= What this exercise asks =
A – Summarize the passage on false discovery rates in two sentences.
B – Copy word for word the part of the passage on false discovery rates from "In conclusion, we" up to and including "have similar performance.".

= Passage for review =
%%
If we know the proportion of true null hypotheses, *π*_{0}, we can estimate false discovery rates (FDR). This proportion is an unknown quantity, but we estimate it using a method developed by Phipson (2013) and thereby compute an estimated FDR. In Figure 7 the estimated FDR (for a given *π*_{0}) is displayed as a function of the number of rejections. QuASAR-MPRA, t-tests, and Fisher’s exact test tend to have the highest false discovery rates. mpralm tends to have the lowest FDRs. For the Inoue dataset, all methods except for QuASAR have very low FDR, presumably because a very high fraction of elements are expected to be differential given the extreme expected differences between the comparison groups. For this metric, we again expect that QuASAR has better performance than depicted due to error rate overestimation but not enough to be comparable to the other methods. We also expect mpralm to be more comparable to edgeR and DESeq2 given its error rate underestimation.

In conclusion, we observe that Fisher’s exact test has too high of an error rate and that QuASAR-MPRA is underpowered; based on these results we cannot recommend either method. T-tests perform better than these two methods but are still outperformed by mpralm, edgeR, and DESeq2, which all have similar performance.
%%
= Dataset entries =
%%
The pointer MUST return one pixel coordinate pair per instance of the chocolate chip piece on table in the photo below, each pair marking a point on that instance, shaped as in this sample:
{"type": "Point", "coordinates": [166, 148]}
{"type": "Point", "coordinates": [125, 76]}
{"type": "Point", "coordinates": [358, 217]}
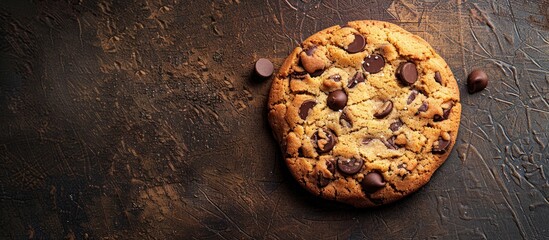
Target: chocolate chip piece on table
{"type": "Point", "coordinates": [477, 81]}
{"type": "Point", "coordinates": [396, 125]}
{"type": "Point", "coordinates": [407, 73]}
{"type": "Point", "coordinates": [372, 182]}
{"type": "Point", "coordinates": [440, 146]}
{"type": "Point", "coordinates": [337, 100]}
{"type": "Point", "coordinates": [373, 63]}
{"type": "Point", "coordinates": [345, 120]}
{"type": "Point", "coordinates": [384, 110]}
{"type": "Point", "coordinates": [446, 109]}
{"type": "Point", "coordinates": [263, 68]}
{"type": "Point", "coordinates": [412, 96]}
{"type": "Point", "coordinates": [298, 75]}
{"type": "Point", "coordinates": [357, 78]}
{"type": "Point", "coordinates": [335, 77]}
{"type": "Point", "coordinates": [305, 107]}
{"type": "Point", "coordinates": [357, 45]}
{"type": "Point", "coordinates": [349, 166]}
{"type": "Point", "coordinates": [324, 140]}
%%
= Responses per task =
A – Using an estimated proportion of true null hypotheses, the estimated false discovery rates tend to be highest for QuASAR-MPRA, t-tests, and Fisher's exact test and lowest for mpralm. Fisher's exact test has too high an error rate and QuASAR-MPRA is underpowered, so neither is recommended, while t-tests are outperformed by mpralm, edgeR, and DESeq2, which all perform similarly.

B –
In conclusion, we observe that Fisher’s exact test has too high of an error rate and that QuASAR-MPRA is underpowered; based on these results we cannot recommend either method. T-tests perform better than these two methods but are still outperformed by mpralm, edgeR, and DESeq2, which all have similar performance.